Written problem:
Go to the line containing "Exercise. Point out the beige" below; retype it and all following lines exactly, and leave out the pictures.
(begin)
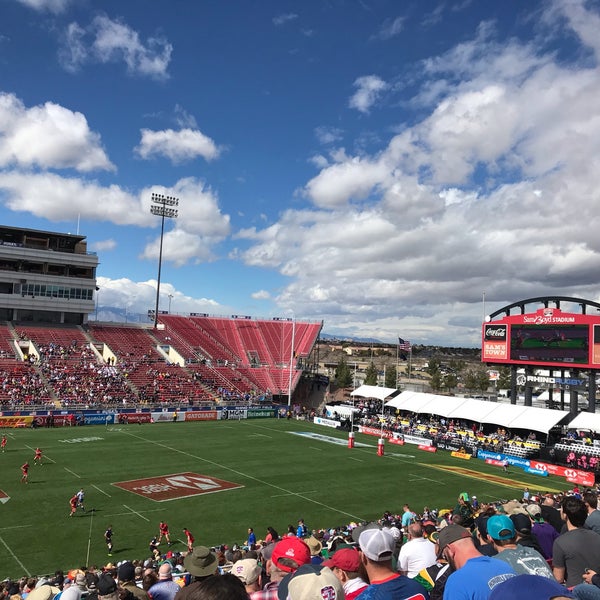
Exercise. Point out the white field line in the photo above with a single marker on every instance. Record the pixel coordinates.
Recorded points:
(15, 557)
(101, 491)
(247, 476)
(135, 512)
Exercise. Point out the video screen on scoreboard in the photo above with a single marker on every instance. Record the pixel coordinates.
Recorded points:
(550, 343)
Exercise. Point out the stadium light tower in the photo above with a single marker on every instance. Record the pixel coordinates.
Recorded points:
(162, 206)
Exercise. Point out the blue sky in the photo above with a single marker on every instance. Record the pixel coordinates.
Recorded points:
(376, 164)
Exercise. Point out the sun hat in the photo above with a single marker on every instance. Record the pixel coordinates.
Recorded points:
(246, 570)
(501, 527)
(450, 534)
(291, 549)
(310, 582)
(377, 544)
(347, 559)
(526, 587)
(200, 561)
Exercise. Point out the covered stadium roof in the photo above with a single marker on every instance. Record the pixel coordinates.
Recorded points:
(586, 421)
(482, 411)
(373, 391)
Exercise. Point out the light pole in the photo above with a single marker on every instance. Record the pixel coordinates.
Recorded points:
(161, 207)
(97, 298)
(291, 361)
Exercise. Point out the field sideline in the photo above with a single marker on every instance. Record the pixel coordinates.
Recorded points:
(282, 470)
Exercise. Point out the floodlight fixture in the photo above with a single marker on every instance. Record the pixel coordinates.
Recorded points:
(161, 207)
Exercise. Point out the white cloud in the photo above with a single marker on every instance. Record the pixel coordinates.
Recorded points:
(494, 189)
(177, 146)
(368, 92)
(391, 28)
(284, 18)
(199, 226)
(103, 245)
(56, 198)
(53, 6)
(48, 136)
(110, 41)
(261, 295)
(140, 296)
(328, 135)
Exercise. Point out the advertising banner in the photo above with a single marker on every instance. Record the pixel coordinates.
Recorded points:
(260, 413)
(327, 422)
(375, 431)
(126, 418)
(461, 455)
(427, 448)
(201, 415)
(536, 472)
(418, 441)
(16, 421)
(234, 413)
(99, 419)
(398, 441)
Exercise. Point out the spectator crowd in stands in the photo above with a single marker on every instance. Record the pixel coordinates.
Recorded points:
(538, 546)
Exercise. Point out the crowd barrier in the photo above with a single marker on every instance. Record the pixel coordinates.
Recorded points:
(65, 418)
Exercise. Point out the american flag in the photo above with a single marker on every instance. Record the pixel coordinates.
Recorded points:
(404, 344)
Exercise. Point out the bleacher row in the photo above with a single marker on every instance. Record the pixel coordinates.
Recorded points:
(221, 358)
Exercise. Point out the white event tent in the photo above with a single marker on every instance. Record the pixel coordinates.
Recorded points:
(481, 411)
(586, 421)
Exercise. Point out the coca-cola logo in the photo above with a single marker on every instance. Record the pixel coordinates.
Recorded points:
(495, 332)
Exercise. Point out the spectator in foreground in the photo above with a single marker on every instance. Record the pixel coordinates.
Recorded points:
(288, 555)
(345, 564)
(248, 571)
(523, 559)
(311, 582)
(201, 564)
(577, 549)
(530, 587)
(165, 588)
(377, 547)
(417, 553)
(474, 574)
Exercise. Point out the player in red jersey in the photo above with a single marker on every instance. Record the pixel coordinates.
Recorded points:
(73, 504)
(25, 472)
(189, 538)
(163, 531)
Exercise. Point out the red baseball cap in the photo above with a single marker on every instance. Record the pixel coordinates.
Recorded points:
(292, 548)
(347, 559)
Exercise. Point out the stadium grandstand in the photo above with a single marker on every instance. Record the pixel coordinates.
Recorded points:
(52, 356)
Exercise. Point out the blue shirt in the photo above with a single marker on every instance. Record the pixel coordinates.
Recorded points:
(477, 578)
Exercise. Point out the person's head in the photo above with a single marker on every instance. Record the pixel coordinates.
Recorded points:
(107, 587)
(591, 499)
(377, 548)
(219, 587)
(248, 572)
(201, 562)
(501, 530)
(165, 571)
(415, 531)
(456, 545)
(345, 564)
(574, 511)
(126, 572)
(311, 582)
(289, 554)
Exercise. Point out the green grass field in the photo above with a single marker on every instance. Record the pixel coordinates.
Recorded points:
(284, 476)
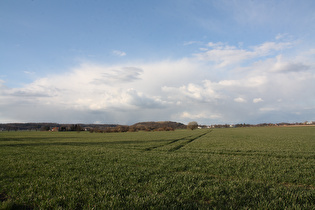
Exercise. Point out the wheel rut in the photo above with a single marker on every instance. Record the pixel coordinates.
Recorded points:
(185, 140)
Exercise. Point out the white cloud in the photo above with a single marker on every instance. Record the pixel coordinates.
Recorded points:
(181, 90)
(119, 53)
(240, 100)
(224, 55)
(257, 100)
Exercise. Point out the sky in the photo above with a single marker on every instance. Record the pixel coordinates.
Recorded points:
(128, 61)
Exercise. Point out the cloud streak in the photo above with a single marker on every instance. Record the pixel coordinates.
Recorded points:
(223, 84)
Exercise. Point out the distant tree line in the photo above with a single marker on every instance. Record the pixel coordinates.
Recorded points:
(100, 128)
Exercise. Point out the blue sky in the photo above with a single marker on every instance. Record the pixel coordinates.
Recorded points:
(180, 60)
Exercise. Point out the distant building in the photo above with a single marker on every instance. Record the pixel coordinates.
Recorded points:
(55, 129)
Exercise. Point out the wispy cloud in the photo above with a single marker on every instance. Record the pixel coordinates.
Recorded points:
(119, 53)
(206, 87)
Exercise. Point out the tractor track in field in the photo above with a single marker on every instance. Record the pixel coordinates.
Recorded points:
(187, 140)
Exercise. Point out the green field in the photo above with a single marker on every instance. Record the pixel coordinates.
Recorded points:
(236, 168)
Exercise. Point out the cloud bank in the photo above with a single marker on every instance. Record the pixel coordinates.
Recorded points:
(219, 84)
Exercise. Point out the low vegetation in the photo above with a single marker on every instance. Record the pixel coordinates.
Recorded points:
(238, 168)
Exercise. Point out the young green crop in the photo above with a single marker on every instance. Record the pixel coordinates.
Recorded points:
(219, 168)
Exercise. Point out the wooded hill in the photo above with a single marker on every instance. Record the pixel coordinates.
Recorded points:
(148, 126)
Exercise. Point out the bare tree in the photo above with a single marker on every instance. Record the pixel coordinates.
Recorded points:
(192, 125)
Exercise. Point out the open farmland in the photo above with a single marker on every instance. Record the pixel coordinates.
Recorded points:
(268, 167)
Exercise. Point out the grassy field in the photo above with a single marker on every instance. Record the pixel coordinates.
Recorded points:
(237, 168)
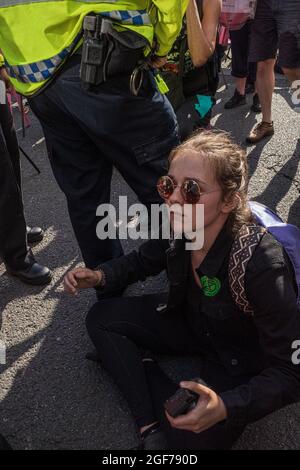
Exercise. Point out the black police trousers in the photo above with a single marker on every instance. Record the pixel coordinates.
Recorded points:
(88, 133)
(127, 330)
(13, 241)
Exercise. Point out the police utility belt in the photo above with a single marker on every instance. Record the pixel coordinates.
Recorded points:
(107, 52)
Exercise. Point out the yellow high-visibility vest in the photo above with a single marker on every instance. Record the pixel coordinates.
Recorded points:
(36, 36)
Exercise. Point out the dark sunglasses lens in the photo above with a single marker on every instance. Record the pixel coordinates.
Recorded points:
(192, 191)
(165, 187)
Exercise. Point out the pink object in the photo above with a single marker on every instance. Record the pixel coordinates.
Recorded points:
(235, 13)
(223, 36)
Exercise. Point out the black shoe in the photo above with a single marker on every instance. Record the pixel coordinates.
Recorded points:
(256, 106)
(35, 274)
(236, 100)
(34, 234)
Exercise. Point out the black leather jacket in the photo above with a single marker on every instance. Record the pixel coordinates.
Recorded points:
(259, 346)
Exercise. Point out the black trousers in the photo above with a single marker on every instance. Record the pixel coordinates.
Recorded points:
(121, 329)
(89, 133)
(13, 242)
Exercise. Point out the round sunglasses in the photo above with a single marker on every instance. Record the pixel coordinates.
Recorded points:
(190, 189)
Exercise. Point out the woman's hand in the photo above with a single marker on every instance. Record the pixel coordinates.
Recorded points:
(209, 410)
(81, 278)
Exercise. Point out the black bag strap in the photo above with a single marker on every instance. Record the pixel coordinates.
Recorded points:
(182, 52)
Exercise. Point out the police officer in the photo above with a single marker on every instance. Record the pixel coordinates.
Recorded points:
(14, 234)
(91, 129)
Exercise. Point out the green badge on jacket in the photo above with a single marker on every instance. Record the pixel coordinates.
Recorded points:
(210, 286)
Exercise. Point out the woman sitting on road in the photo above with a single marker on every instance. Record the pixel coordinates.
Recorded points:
(245, 360)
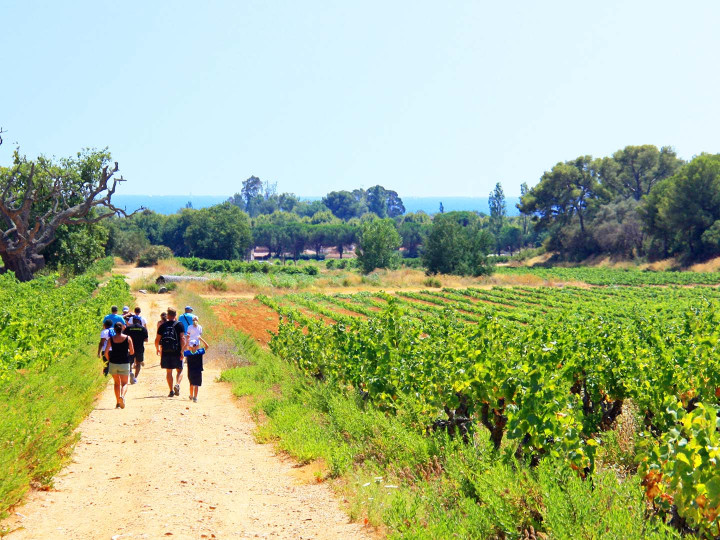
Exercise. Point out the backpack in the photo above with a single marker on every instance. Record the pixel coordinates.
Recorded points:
(168, 339)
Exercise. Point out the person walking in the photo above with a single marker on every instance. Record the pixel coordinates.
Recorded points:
(105, 336)
(113, 317)
(194, 357)
(139, 335)
(121, 346)
(194, 331)
(163, 318)
(142, 319)
(186, 318)
(169, 344)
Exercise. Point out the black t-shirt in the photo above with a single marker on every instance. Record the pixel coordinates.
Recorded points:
(138, 334)
(194, 360)
(119, 351)
(179, 332)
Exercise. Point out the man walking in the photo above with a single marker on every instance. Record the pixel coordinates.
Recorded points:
(113, 317)
(186, 318)
(142, 319)
(138, 333)
(169, 344)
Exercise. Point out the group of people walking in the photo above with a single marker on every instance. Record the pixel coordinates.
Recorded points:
(177, 342)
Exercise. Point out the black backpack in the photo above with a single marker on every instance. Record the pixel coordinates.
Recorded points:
(168, 339)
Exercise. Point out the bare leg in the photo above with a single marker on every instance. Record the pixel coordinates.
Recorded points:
(123, 383)
(116, 387)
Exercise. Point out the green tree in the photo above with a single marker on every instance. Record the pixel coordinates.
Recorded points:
(378, 244)
(341, 235)
(457, 244)
(688, 206)
(251, 194)
(562, 201)
(498, 212)
(128, 243)
(634, 170)
(219, 232)
(524, 218)
(38, 197)
(76, 248)
(342, 204)
(384, 202)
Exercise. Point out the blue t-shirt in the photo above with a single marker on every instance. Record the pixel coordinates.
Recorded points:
(186, 320)
(114, 317)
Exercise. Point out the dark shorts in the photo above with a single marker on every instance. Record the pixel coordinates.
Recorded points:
(171, 362)
(195, 377)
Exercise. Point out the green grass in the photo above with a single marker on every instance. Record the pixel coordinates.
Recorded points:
(429, 486)
(40, 412)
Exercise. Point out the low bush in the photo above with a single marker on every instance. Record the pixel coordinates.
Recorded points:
(153, 254)
(244, 267)
(217, 285)
(432, 282)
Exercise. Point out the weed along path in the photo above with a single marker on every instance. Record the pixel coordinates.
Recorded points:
(170, 468)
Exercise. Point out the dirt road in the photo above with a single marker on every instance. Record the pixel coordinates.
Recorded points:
(170, 468)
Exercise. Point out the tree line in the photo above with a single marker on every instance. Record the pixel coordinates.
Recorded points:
(642, 201)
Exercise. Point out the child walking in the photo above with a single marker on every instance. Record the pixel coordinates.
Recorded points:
(194, 359)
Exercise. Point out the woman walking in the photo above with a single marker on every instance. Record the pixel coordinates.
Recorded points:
(119, 363)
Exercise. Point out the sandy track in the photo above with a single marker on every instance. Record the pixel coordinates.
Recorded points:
(169, 468)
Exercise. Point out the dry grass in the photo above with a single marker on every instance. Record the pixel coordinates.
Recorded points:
(713, 265)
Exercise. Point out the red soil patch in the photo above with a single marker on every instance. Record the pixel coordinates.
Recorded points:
(249, 316)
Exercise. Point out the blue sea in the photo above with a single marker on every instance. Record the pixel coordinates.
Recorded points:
(169, 204)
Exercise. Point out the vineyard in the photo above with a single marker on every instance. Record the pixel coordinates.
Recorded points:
(543, 372)
(48, 376)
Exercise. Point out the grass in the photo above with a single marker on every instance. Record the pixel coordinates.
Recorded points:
(37, 425)
(410, 484)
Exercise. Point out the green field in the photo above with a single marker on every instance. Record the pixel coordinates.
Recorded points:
(619, 380)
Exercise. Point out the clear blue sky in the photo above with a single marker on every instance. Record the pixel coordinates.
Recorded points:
(427, 98)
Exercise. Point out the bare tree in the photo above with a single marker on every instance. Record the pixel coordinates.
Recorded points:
(37, 197)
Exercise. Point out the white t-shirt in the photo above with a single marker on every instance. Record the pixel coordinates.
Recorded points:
(194, 332)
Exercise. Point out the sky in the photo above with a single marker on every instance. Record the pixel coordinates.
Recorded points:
(427, 98)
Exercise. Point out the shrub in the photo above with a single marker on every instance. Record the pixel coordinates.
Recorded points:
(432, 282)
(153, 254)
(217, 285)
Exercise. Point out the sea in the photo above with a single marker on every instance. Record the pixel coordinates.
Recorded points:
(169, 204)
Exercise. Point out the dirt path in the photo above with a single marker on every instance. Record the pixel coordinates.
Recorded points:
(169, 468)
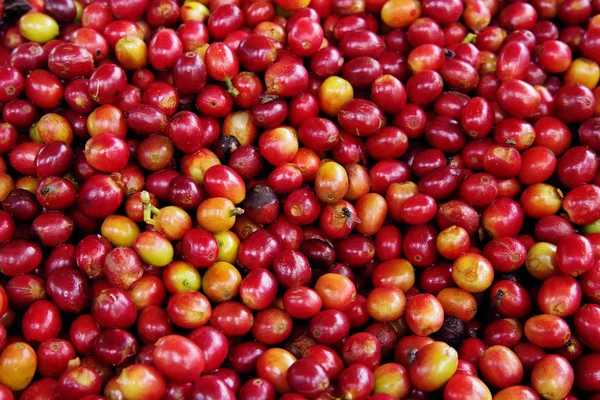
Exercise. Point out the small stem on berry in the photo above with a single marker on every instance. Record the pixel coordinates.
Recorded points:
(470, 38)
(230, 89)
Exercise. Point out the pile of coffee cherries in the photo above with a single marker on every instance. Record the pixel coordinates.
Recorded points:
(300, 199)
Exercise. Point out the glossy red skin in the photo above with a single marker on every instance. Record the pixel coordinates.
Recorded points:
(547, 331)
(501, 367)
(42, 321)
(214, 346)
(567, 247)
(559, 295)
(574, 103)
(91, 253)
(22, 291)
(356, 381)
(580, 204)
(419, 245)
(301, 302)
(189, 309)
(43, 89)
(99, 196)
(115, 347)
(22, 157)
(200, 248)
(232, 318)
(19, 257)
(212, 386)
(164, 49)
(586, 370)
(83, 333)
(179, 358)
(272, 326)
(43, 389)
(585, 322)
(54, 356)
(257, 388)
(329, 326)
(577, 166)
(114, 308)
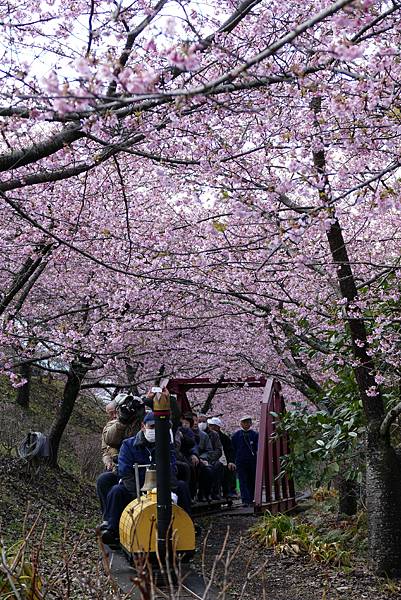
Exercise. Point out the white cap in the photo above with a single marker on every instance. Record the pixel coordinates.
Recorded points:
(120, 398)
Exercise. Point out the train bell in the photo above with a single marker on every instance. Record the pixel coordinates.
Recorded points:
(150, 479)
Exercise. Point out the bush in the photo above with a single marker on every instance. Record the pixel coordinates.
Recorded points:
(290, 538)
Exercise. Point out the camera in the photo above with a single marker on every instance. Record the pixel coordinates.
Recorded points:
(129, 408)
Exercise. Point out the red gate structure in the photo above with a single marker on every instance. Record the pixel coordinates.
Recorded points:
(273, 491)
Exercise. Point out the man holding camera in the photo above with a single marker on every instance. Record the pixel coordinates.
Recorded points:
(126, 412)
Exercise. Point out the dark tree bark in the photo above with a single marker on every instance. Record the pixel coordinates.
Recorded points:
(348, 496)
(23, 394)
(76, 373)
(383, 469)
(131, 371)
(208, 402)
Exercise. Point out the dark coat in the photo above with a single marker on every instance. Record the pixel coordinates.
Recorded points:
(138, 450)
(245, 444)
(227, 447)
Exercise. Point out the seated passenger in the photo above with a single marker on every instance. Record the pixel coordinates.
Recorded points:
(122, 424)
(214, 457)
(229, 478)
(207, 459)
(139, 449)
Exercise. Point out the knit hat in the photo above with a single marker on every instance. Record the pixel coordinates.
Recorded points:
(215, 421)
(149, 417)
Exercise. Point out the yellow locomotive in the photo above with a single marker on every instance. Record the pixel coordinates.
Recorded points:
(138, 527)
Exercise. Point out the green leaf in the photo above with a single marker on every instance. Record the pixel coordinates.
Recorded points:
(220, 227)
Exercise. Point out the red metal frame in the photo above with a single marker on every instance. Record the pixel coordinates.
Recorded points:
(272, 491)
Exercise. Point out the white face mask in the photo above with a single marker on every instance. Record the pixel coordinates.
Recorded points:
(150, 435)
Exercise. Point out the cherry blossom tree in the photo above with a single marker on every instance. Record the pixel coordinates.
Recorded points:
(208, 190)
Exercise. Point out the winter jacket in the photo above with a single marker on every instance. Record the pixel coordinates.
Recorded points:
(137, 449)
(245, 444)
(227, 447)
(185, 444)
(217, 448)
(204, 448)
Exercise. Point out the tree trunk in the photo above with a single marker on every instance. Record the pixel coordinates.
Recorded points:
(383, 471)
(77, 371)
(131, 371)
(383, 493)
(23, 393)
(208, 402)
(347, 496)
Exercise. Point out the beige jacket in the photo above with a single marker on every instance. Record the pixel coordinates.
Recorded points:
(113, 435)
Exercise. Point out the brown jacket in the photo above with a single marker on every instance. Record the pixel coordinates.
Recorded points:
(113, 435)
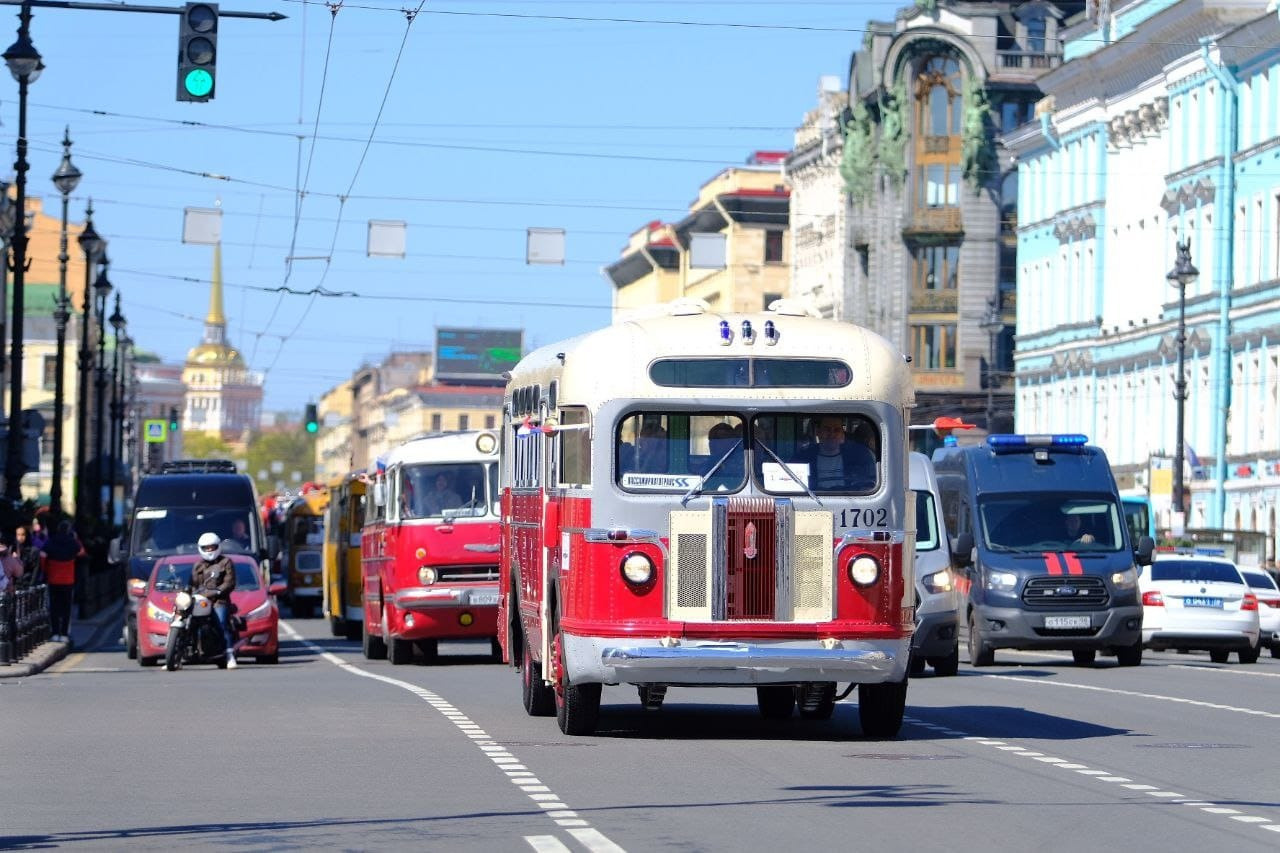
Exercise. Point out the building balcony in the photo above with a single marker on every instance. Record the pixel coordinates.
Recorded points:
(935, 220)
(929, 301)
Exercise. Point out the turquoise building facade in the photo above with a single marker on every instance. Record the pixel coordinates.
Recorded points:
(1161, 127)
(end)
Answer for the task:
Exercise. Point out the beige jacket in the photo above with a single marker on every instance. Record the pixel coordinates.
Recorded points:
(113, 435)
Exercise. Point out the brown jacket in the photo above with a single marker on every instance. Record the pixel coordinates.
Recorded points:
(113, 435)
Exercise. Point out the building balcony in the photo above with a single marker on every instance. Record the pixel coordinates.
Recorded points:
(935, 220)
(929, 301)
Exercise. Point out the turquoise building facade in the photo above with a single marker on every instance. Record the pixel coordinates.
Recorded points:
(1161, 127)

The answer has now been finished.